• **What to work on**
Your whole reply should be the lines from the one that contains "The photo above holds the instances." through the last line of the listing, copied exactly.

**** Provided information

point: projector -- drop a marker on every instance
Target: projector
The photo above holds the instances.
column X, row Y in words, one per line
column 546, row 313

********

• **Final answer**
The photo above holds the instances.
column X, row Y in words, one per line
column 546, row 313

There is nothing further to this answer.